(Beginning of Task data)

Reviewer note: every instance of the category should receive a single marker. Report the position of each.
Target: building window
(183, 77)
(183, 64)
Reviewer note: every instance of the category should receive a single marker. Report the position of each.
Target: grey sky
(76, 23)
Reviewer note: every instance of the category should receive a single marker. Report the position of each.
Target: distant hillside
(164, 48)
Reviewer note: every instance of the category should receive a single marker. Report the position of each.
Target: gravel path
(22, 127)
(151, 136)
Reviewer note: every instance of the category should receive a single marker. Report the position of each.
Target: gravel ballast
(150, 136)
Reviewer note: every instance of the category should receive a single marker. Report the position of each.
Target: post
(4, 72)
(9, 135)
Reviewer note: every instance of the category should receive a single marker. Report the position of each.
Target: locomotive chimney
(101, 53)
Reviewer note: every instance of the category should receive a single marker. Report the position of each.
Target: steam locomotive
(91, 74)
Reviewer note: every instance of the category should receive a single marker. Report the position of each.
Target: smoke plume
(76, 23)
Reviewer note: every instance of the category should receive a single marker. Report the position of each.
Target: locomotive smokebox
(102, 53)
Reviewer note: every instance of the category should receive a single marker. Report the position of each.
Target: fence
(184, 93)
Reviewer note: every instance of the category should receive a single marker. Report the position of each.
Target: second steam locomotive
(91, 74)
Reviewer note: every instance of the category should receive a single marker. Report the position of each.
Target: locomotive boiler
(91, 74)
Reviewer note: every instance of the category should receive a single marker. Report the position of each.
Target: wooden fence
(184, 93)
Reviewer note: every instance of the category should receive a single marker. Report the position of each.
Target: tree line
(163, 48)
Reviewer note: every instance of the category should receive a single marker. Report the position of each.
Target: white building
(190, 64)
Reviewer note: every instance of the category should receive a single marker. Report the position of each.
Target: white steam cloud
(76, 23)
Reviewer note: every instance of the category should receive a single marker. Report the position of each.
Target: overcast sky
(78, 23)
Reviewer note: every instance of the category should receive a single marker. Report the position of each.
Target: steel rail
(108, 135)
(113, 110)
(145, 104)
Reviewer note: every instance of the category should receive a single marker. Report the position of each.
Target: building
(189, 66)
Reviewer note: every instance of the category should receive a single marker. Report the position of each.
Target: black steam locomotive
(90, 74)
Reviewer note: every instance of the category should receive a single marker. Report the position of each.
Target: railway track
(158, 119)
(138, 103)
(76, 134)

(End of Task data)

Every line from the one containing "Target: black steam locomotive" through the last line above should be retyped exactly; no other lines are wanted.

• _Exercise response_
Target: black steam locomotive
(90, 74)
Reviewer note: every instance of the category should receive a single marker. Report the position of each.
Target: railway track
(158, 119)
(138, 103)
(76, 134)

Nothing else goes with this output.